• YOUR TASK: The answer must consist solely of the line containing "the tree line" and every line after it in the records below, through the last, each reproduced exactly.

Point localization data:
○ ○ ○ ○
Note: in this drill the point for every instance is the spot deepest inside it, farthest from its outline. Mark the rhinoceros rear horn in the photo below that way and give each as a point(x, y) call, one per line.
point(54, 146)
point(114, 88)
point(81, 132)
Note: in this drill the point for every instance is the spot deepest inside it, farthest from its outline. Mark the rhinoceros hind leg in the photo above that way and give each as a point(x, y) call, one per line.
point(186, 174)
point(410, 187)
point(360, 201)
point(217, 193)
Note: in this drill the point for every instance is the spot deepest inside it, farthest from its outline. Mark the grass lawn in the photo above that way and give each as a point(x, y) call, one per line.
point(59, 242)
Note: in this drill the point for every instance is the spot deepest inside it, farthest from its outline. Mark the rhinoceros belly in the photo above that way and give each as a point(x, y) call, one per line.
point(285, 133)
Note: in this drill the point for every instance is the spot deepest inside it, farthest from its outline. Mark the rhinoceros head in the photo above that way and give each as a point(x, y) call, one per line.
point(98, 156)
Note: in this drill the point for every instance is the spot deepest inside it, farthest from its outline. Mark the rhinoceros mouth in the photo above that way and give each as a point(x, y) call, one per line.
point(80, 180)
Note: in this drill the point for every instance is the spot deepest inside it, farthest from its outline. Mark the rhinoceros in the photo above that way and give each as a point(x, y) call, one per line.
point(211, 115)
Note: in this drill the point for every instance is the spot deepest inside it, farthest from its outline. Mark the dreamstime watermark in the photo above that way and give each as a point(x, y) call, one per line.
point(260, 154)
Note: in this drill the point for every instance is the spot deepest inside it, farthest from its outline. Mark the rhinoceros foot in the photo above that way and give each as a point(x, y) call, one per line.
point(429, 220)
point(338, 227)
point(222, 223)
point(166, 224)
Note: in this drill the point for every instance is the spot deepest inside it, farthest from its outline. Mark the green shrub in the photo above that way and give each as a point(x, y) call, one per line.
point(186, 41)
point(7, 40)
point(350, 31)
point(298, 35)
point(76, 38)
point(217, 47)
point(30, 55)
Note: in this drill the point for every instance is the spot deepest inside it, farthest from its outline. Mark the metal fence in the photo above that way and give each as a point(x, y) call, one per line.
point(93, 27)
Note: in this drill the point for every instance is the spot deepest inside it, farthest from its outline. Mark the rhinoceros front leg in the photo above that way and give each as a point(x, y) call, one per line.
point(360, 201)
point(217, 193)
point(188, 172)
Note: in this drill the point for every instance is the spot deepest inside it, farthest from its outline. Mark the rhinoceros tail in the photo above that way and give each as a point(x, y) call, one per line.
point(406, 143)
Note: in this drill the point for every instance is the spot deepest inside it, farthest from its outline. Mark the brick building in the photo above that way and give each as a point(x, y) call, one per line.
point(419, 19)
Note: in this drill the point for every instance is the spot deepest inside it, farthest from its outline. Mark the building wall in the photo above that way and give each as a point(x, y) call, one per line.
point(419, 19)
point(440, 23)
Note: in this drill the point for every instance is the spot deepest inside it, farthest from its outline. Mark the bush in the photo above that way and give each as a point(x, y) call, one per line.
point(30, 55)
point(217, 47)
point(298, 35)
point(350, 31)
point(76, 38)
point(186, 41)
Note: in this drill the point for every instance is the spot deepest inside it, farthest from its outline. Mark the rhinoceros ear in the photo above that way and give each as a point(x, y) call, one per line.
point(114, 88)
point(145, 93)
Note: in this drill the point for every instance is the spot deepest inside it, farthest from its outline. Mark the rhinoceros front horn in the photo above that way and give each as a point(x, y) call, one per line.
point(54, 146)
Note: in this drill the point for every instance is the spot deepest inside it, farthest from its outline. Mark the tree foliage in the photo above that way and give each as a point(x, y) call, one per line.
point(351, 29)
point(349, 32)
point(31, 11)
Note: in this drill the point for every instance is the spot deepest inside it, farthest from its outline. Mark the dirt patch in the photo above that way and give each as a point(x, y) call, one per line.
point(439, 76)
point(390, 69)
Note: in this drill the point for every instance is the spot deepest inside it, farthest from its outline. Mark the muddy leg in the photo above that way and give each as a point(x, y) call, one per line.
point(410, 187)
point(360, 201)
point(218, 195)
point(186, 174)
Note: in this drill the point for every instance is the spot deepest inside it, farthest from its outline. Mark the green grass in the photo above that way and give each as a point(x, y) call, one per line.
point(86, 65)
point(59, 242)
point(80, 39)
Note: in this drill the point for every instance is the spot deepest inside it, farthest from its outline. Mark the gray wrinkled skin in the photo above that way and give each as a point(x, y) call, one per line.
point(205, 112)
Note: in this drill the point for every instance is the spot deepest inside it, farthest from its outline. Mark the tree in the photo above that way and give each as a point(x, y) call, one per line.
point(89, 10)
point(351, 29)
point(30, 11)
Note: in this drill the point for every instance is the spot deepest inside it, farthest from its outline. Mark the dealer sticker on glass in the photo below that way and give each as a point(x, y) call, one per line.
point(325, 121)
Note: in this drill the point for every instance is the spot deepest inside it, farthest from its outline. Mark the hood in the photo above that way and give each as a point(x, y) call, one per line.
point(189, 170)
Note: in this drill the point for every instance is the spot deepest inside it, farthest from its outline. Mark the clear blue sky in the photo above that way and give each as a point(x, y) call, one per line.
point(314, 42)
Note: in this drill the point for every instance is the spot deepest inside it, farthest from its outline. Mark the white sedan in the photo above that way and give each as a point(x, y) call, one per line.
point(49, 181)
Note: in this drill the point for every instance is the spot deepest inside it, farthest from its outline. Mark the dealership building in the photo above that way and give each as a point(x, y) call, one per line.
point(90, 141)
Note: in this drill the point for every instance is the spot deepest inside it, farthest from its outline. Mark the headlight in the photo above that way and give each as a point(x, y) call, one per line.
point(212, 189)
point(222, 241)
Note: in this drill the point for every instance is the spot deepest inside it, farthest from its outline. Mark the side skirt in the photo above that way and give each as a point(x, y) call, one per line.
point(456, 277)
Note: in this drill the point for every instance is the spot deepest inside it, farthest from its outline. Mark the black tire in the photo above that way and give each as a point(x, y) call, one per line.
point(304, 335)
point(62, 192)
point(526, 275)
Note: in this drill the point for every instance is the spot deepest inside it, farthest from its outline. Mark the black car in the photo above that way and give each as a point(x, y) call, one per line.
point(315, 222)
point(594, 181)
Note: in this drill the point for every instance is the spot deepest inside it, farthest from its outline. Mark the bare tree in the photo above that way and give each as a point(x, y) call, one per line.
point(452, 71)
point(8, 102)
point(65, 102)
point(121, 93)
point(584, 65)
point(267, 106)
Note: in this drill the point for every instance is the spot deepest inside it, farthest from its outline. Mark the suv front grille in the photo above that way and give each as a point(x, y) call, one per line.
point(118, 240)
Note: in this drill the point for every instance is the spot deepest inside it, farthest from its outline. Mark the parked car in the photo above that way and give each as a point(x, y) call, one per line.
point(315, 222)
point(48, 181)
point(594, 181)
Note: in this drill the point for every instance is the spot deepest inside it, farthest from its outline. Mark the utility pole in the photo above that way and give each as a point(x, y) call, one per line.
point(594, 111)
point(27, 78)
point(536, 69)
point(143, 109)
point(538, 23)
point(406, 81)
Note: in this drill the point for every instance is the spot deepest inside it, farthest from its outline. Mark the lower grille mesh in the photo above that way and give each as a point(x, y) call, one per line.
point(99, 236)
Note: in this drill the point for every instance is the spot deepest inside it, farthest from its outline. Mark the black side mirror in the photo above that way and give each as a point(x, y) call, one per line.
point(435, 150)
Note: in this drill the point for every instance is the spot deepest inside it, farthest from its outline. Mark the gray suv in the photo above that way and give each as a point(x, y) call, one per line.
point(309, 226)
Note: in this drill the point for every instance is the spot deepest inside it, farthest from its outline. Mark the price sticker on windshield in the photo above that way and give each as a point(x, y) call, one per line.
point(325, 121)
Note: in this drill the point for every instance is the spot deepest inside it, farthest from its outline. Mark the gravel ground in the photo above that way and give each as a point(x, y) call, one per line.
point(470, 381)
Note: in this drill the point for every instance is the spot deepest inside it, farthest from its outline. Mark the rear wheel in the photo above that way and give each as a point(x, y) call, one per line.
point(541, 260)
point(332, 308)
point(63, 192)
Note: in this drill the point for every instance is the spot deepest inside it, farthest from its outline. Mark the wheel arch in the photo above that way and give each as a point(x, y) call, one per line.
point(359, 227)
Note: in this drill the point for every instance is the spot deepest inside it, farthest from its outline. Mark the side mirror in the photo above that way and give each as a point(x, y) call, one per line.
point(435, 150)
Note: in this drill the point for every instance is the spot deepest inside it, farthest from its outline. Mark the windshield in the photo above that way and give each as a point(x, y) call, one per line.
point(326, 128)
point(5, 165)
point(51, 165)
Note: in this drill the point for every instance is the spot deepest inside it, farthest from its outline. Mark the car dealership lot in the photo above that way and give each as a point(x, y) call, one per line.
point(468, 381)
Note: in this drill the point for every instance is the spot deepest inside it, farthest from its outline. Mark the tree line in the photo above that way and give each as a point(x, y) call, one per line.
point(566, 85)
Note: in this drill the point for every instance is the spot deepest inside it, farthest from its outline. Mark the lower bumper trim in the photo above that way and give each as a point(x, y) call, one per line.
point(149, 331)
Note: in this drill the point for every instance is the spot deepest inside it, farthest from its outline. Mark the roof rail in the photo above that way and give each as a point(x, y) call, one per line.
○ ○ ○ ○
• SOLUTION FOR THIS PROBLEM:
Note: in this drill the point for every instance is the spot deepest inside it, farthest from its outline. Mark the tree line in the photo above that way and give each as a point(x, y) call, one per line.
point(566, 85)
Note: in this drill the point for every instance is the spot deepest inside it, farthest from its outline. Mark the lower bumper trim in the photo above that way and give each as a point(x, y) call, one per line.
point(149, 331)
Note: in this drill the point for every instance is the spot deepest inside it, farthest from its outline. Mark the roof rail in the photo above that way and give each as a point(x, y) call, one per line.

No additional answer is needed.